Pointing dataset listing:
::::::

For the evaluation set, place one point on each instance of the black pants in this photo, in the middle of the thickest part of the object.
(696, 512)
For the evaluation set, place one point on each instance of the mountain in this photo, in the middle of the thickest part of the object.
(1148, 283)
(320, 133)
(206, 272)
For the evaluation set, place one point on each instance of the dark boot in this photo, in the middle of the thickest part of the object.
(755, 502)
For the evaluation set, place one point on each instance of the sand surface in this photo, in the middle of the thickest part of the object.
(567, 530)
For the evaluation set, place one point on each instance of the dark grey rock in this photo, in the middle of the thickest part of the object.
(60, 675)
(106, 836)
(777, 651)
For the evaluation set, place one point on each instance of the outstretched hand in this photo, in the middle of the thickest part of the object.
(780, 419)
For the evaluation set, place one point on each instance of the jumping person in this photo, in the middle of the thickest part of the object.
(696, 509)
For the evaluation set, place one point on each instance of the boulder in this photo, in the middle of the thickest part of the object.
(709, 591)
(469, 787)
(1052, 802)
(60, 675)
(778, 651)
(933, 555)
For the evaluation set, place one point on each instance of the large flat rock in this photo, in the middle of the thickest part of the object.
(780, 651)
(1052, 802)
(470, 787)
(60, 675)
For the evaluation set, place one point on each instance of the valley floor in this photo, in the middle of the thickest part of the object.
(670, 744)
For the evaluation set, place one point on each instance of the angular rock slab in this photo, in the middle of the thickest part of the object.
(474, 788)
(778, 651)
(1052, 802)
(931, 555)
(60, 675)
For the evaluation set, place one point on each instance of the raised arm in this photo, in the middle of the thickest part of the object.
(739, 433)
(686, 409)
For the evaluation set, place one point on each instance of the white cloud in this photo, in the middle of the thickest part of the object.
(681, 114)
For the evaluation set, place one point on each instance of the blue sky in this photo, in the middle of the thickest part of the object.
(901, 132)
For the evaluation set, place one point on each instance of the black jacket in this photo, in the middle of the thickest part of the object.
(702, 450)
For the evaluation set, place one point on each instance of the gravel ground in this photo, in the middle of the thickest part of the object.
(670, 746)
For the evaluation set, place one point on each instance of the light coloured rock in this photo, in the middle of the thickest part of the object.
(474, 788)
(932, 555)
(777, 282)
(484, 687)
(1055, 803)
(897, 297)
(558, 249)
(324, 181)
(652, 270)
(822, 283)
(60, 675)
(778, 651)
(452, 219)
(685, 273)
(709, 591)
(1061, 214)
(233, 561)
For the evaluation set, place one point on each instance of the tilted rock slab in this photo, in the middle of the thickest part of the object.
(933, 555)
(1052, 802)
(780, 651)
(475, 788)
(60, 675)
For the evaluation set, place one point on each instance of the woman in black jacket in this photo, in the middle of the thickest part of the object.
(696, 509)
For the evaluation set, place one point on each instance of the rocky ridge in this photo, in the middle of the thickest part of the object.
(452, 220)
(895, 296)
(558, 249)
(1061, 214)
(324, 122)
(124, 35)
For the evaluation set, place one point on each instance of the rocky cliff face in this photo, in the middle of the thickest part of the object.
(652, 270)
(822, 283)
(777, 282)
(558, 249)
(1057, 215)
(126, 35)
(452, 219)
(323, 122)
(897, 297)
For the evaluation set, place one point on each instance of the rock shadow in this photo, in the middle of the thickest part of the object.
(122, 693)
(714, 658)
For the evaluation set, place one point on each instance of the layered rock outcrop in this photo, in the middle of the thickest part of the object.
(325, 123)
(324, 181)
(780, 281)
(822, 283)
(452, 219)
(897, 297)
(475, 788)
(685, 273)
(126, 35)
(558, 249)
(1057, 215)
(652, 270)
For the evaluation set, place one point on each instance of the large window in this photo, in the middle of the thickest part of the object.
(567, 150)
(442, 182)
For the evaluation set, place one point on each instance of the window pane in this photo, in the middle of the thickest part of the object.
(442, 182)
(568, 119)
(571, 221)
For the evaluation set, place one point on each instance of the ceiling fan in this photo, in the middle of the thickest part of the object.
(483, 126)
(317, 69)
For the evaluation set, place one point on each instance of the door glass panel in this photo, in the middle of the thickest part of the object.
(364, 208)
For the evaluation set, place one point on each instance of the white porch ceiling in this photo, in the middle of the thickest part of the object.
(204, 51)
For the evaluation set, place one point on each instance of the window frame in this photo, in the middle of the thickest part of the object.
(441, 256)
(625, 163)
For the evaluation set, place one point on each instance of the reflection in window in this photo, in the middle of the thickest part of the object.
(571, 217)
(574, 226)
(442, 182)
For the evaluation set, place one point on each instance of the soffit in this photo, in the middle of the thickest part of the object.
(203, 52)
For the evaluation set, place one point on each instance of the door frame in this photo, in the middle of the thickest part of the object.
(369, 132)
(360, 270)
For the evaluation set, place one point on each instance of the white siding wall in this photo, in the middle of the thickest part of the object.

::::::

**WHAT YOU SHOULD DO**
Please reproduce the whole listing above line by line, keeping every word and number the same.

**CORRECT ANSWER**
For the evaluation set, place one point on each instance of the black pants in this photo, in the middle of the thickest part of the object.
(696, 512)
For the evaluation set, place one point on each instance of the mountain in this photo, in the middle of the thickest part of the object.
(1148, 283)
(320, 133)
(206, 272)
For the evaluation set, place one point on each instance of the dark boot in this photo, in the middle of the thickest part of the object.
(755, 502)
For the evaluation set, place one point on each instance of the sand surface in this photo, in the middle of the thickest part of the object.
(567, 530)
For the evaluation set, place one point on each instance of the dark grey rock in this photo, in the middle of the thickest part of the object.
(60, 675)
(106, 836)
(777, 651)
For the evaluation set, place one point on each instance of the outstretched hand in this photo, in the middle of the thickest part of the object.
(780, 419)
For the evaluation set, place one point on each instance of the jumping person in this photo, in the middle of the thickest part of the object.
(696, 509)
For the evaluation set, place one point on each instance of the boulder in this photo, in the middle of the thickest part of the object.
(709, 591)
(469, 787)
(1052, 802)
(60, 675)
(778, 651)
(933, 555)
For the evaluation set, place one point on each instance of the large flat rock in this photo, in the middle of the thickest part of the object.
(780, 651)
(1052, 802)
(470, 787)
(60, 675)
For the evaluation set, place one point on each instance of the valley floor in this photo, in the middle of the thickest part of the object.
(670, 744)
For the evaluation set, place one point on each instance of the angular rock slab in this photo, in the middle of the thickest part of the object.
(474, 788)
(778, 651)
(1052, 802)
(931, 555)
(60, 675)
For the evaluation set, place one point on each instance of the raised arm in this photo, in the middle of the thickest part of the object.
(739, 433)
(686, 409)
For the evaluation set, place one point on each instance of the white cloud in this photo, in the middle of the thickest part of the object.
(681, 114)
For the evaluation set, place one point on each instance of the blue sky in this photo, in the middle of the thickest part of the object.
(901, 132)
For the evaluation set, place one point on each instance of the black jacket in this photo, in the middle of the thickest part of the object.
(702, 450)
For the evaluation set, place one point on each instance of the gravel ground in this photo, in the middle of the thickest part of the object.
(670, 746)
For the evaluation set, place one point on each instance of the light coloured rock in this photo, in the middle of the thickest part of the object.
(474, 788)
(932, 555)
(777, 282)
(484, 687)
(1055, 803)
(897, 297)
(558, 249)
(324, 181)
(652, 270)
(822, 283)
(60, 675)
(778, 651)
(452, 219)
(685, 273)
(709, 591)
(1061, 214)
(233, 561)
For the evaluation set, place one point on each instance of the tilted rock slab in this photo, in the middle of the thickest part of the object.
(933, 555)
(1052, 802)
(780, 651)
(475, 788)
(60, 675)
For the evaluation set, place one point on each instance of the woman in black jacket in this photo, in the middle of the thickest part of the object.
(696, 509)
For the evaluation set, place one point on each instance of the rocky ridge in this photo, in the middle of the thickest part of the object.
(452, 220)
(895, 296)
(558, 249)
(1061, 214)
(324, 122)
(124, 35)
For the evaluation set, place one point on each instance of the rocky cliff face in this photo, in the middle of the thickest part of the object.
(652, 270)
(822, 283)
(777, 282)
(558, 249)
(1057, 215)
(126, 35)
(452, 219)
(323, 122)
(897, 297)
For the evaluation set, place one point on each instance of the rock shadow in this photo, in the middle of the thickest part of the object.
(122, 693)
(714, 658)
For the evaluation set, place one point on each instance of the layered rock outcrop in this photo, in the middle of the thickest part of the object.
(325, 123)
(324, 181)
(780, 281)
(822, 283)
(452, 219)
(897, 297)
(475, 788)
(685, 273)
(126, 35)
(558, 249)
(1057, 215)
(652, 270)
For the evaluation set, place one point on each instance of the large window in this photo, in the middle of the thickest part of the object.
(567, 150)
(442, 182)
For the evaluation set, place one point on each instance of the window pane in this photo, in the middle of the thickest part of the object.
(442, 182)
(568, 119)
(571, 221)
For the evaluation set, place one point on each instance of the ceiling fan in this photo, in the middle of the thickest part of the object.
(483, 126)
(317, 69)
For the evaluation set, place one point on each instance of the door glass panel in this photo, in the middle of the thickest part of the object.
(364, 208)
For the evaluation set, place one point on each instance of the white porch ceiling in this photo, in the middle of the thickest part of the object.
(204, 51)
For the evaluation set, place one point on each instance of the window frame in this photo, in the middle of the thickest part of the object.
(441, 256)
(625, 163)
For the evaluation set, place one point on each instance of the reflection in window in this photo, in the middle of the thickest part of the object.
(571, 217)
(574, 226)
(442, 182)
For the evaluation set, place one point on each instance of the soffit in this photo, in the middle of the thickest part of the object.
(203, 52)
For the evaluation set, place one point on each instance of the door frame in this photo, in the middle of the thickest part of the object.
(369, 132)
(360, 270)
For the evaluation set, place one point on each instance of the white siding wall in this photo, in the middle of the thickest part of the object.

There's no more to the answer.